* _Activity_
Retype every entry word for word.

Exercise inputs START

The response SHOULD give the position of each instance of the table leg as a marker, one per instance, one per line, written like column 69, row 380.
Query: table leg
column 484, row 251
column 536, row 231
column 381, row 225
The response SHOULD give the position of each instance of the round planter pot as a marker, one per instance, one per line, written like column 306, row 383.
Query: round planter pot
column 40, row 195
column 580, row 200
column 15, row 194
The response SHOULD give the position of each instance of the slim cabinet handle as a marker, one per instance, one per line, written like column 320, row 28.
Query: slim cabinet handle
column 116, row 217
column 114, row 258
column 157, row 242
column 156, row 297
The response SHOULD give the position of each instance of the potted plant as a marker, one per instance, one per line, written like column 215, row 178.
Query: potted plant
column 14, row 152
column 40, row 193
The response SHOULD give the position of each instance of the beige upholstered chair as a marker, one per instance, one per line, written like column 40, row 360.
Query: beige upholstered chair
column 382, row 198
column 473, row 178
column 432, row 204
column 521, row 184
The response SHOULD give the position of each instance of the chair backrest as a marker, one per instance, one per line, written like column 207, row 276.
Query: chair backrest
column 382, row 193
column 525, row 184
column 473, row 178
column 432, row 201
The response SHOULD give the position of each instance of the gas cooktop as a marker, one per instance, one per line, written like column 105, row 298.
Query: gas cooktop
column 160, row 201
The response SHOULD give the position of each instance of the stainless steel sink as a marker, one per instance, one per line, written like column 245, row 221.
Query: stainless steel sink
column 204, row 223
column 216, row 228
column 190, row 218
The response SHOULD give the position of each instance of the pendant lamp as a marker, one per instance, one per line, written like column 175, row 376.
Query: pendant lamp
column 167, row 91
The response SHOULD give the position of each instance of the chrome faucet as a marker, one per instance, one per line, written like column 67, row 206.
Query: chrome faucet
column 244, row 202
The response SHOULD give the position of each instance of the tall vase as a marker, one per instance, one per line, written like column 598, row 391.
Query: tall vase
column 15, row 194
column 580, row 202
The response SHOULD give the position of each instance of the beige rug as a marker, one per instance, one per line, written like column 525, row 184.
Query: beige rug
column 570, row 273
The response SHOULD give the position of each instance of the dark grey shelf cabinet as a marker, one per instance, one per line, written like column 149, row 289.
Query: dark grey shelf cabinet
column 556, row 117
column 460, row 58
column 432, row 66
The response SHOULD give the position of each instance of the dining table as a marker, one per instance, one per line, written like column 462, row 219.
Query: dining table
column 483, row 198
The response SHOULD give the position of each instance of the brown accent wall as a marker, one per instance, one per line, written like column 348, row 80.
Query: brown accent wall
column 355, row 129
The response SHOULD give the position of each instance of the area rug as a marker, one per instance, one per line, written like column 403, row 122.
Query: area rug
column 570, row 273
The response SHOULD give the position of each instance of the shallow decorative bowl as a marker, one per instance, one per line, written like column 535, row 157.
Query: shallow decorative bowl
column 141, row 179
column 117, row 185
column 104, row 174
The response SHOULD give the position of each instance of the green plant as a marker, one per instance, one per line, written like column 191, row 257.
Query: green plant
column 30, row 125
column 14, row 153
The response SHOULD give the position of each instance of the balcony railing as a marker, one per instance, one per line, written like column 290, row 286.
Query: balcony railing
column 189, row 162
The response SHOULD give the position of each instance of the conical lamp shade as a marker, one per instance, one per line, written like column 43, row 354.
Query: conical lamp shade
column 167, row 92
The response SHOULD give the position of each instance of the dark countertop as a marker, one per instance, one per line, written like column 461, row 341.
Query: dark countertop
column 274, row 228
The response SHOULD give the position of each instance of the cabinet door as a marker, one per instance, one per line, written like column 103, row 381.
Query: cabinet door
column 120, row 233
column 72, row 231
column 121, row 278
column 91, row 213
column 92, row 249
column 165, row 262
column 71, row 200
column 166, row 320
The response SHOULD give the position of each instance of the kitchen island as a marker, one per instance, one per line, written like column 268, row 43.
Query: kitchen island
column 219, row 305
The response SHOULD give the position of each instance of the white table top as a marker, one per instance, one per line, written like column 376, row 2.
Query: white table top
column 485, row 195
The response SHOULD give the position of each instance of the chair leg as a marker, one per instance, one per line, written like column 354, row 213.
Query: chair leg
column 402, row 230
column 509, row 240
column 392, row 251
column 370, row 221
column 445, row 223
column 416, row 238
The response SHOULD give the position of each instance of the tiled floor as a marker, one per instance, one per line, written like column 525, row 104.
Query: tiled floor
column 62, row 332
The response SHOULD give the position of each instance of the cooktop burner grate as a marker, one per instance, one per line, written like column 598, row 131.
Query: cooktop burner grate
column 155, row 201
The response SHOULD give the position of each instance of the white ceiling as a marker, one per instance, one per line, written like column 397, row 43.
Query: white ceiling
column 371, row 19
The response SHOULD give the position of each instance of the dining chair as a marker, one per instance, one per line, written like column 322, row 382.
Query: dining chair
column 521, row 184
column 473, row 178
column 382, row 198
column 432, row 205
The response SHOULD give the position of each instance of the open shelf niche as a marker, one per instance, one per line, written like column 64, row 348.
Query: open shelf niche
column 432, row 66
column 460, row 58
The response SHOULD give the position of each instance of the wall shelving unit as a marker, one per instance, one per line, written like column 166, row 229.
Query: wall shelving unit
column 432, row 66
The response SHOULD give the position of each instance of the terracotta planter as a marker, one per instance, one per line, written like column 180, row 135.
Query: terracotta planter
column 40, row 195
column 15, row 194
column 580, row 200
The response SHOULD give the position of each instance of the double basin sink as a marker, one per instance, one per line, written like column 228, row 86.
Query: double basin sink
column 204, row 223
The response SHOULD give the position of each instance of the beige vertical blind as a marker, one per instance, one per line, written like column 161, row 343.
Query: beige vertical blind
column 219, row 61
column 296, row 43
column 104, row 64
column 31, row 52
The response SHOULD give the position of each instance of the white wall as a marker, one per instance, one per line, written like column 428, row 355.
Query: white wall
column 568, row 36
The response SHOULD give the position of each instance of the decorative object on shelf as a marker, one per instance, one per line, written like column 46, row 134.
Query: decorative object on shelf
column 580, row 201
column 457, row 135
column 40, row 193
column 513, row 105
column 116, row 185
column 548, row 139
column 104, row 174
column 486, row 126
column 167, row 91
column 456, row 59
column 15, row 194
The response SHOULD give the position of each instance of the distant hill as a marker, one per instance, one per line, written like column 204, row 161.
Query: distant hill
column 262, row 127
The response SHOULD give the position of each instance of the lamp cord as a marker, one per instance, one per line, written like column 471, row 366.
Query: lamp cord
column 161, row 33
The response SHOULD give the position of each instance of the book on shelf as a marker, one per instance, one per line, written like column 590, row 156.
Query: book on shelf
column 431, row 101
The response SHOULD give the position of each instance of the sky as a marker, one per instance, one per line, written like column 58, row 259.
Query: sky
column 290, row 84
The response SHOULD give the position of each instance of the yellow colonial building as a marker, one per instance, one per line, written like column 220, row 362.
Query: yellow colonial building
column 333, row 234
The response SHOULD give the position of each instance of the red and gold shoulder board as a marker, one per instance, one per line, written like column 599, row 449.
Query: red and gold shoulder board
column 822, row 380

Exercise inputs END

* _Answer to the exercise_
The response SHOULD give the position of each instance of the table leg as a marker, one per instance, one per line, written like column 69, row 380.
Query: table leg
column 484, row 251
column 536, row 231
column 381, row 225
The response SHOULD give the position of each instance of the round planter pot as a marker, one per instance, one per line, written like column 306, row 383.
Query: round planter pot
column 40, row 195
column 580, row 200
column 15, row 194
The response SHOULD give the position of each instance of the slim cabinet handle as a marker, one per instance, one per line, written like column 320, row 28.
Query: slim cabinet handle
column 116, row 217
column 114, row 258
column 157, row 242
column 156, row 297
The response SHOULD give the position of each instance of the potted plant as a marker, one per instance, one per line, written like column 215, row 178.
Query: potted plant
column 14, row 152
column 40, row 193
The response SHOULD give the position of each instance of the beige upholstered chair as a marker, one per instance, one per line, written like column 40, row 360.
Query: beige upholstered chair
column 382, row 198
column 473, row 178
column 432, row 204
column 521, row 184
The response SHOULD give the position of each instance of the chair backrest as a marker, one per instance, one per line, written like column 207, row 276.
Query: chair backrest
column 382, row 193
column 525, row 184
column 473, row 178
column 432, row 201
The response SHOULD give the position of each instance of the gas cooktop as a marker, one per instance, one per line, written like column 105, row 298.
Query: gas cooktop
column 160, row 201
The response SHOULD give the position of each instance of the stainless steel sink as a marker, one per instance, one per line, written like column 245, row 221.
Query: stainless steel sink
column 204, row 223
column 216, row 228
column 190, row 218
The response SHOULD give the position of each instance of the pendant lamp as a marker, one per instance, one per line, written like column 175, row 376.
Query: pendant lamp
column 167, row 91
The response SHOULD give the position of each instance of the chrome faucet as a marker, one per instance, one per line, written like column 67, row 206.
Query: chrome faucet
column 244, row 202
The response SHOULD give the position of each instance of the tall vase as a marker, one per instance, one per line, written like column 598, row 391.
Query: tall vase
column 15, row 194
column 580, row 202
The response SHOULD give the position of each instance of the beige rug as a marker, one per instance, one per line, written like column 525, row 184.
Query: beige rug
column 570, row 273
The response SHOULD give the position of each instance of the dark grey shelf cabinet as a marker, one per instance, one per line, written like column 149, row 289.
Query: dark grey shelf cabinet
column 556, row 117
column 460, row 58
column 432, row 66
The response SHOULD give the position of each instance of the dining table as a marker, one per instance, one per line, written like column 462, row 219.
Query: dining table
column 483, row 198
The response SHOULD give the position of each instance of the brown accent wall as a marker, one per instance, one per line, written like column 348, row 80.
Query: brown accent wall
column 355, row 129
The response SHOULD give the position of each instance of the area rug as a marker, one per instance, one per line, written like column 403, row 122.
Query: area rug
column 570, row 273
The response SHOULD give the position of each instance of the shallow decorative bowl as a marker, one per instance, one per line, written like column 535, row 157.
Query: shallow decorative bowl
column 141, row 179
column 117, row 185
column 104, row 174
The response SHOULD give the position of each instance of the green plant as a marker, one per instance, one per line, written like column 191, row 257.
Query: green plant
column 30, row 125
column 14, row 153
The response SHOULD give the position of each instance of the balcony railing as a marker, one per instance, one per line, written like column 290, row 286.
Query: balcony railing
column 189, row 162
The response SHOULD give the position of each instance of the conical lamp shade as a marker, one per instance, one per line, written like column 43, row 354.
Query: conical lamp shade
column 167, row 92
The response SHOULD give the position of each instance of the dark countertop as a marker, one per instance, one per line, written like column 461, row 341.
Query: dark countertop
column 274, row 228
The response SHOULD give the position of each instance of the cabinet door as a marker, one per instance, one per line, written like column 103, row 381.
Query: cabinet door
column 120, row 233
column 72, row 231
column 121, row 278
column 91, row 213
column 92, row 249
column 165, row 262
column 71, row 200
column 166, row 320
The response SHOULD give the position of each instance of the kitchen island as a marker, one per instance, one per line, written like column 268, row 43.
Query: kitchen island
column 219, row 305
The response SHOULD give the position of each instance of the white table top as a marker, one per instance, one per line, written like column 376, row 2.
Query: white table top
column 485, row 195
The response SHOULD give the position of each instance of the chair leg as a marker, one per instance, one per line, written like column 354, row 213.
Query: chair leg
column 402, row 230
column 509, row 240
column 392, row 251
column 370, row 221
column 445, row 223
column 416, row 238
The response SHOULD give the position of each instance of the tiled floor as a marker, one per instance, one per line, written like column 525, row 104.
Query: tiled floor
column 62, row 332
The response SHOULD give the position of each instance of the cooktop burner grate as a marker, one per instance, one per line, written like column 598, row 131.
Query: cooktop burner grate
column 155, row 201
The response SHOULD give the position of each instance of the white ceiling as a marker, one per instance, one per line, written like column 397, row 43.
Query: white ceiling
column 371, row 19
The response SHOULD give the position of each instance of the dining chair as a marker, one per instance, one per line, written like column 322, row 382.
Query: dining chair
column 521, row 184
column 473, row 178
column 382, row 198
column 432, row 205
The response SHOULD give the position of each instance of the open shelf niche as a marker, one per instance, one per line, written like column 64, row 348.
Query: open shelf niche
column 432, row 66
column 460, row 58
The response SHOULD give the position of each instance of the wall shelving unit as a marker, one per instance, one per line, written like column 166, row 229.
Query: wall shelving unit
column 432, row 66
The response SHOULD give the position of each instance of the terracotta planter as a marker, one per instance, one per line, written like column 180, row 135.
Query: terracotta planter
column 40, row 195
column 15, row 194
column 580, row 200
The response SHOULD give the position of each instance of the double basin sink as a marker, one per instance, one per line, written like column 228, row 86.
Query: double basin sink
column 204, row 223
The response SHOULD give the position of each instance of the beige vertical blind as a marker, one per instance, one per line, written like column 161, row 343.
Query: beige vertical blind
column 219, row 61
column 296, row 43
column 104, row 64
column 31, row 52
The response SHOULD give the position of each instance of the white wall as a marker, one per instance, one per line, written like column 428, row 355.
Query: white wall
column 568, row 36
The response SHOULD give the position of each instance of the decorative object on shelf as a marker, one per instance, one per line, written like column 46, row 134.
Query: decorative object on shelf
column 580, row 201
column 457, row 135
column 40, row 193
column 513, row 105
column 116, row 185
column 548, row 139
column 104, row 174
column 486, row 126
column 167, row 91
column 456, row 59
column 15, row 194
The response SHOULD give the position of each instance of the distant hill as a marker, one per instance, one per line, written like column 204, row 161.
Query: distant hill
column 262, row 127
The response SHOULD give the position of each instance of the lamp cord as a marker, one per instance, one per line, written like column 471, row 366.
Query: lamp cord
column 161, row 33
The response SHOULD give the position of each instance of the book on shelf as a marker, one per instance, one per line, written like column 590, row 156.
Query: book on shelf
column 431, row 101
The response SHOULD give the position of each instance of the sky as a marker, one per instance, one per line, written like column 58, row 259.
Query: sky
column 290, row 84
The response SHOULD give the position of each instance of the yellow colonial building as a marker, one per instance, one per line, written like column 220, row 362.
Query: yellow colonial building
column 333, row 234
The response SHOULD give the position of each instance of the red and gold shoulder board as a marker, one per instance, one per line, written like column 599, row 449.
Query: red and gold shoulder board
column 822, row 380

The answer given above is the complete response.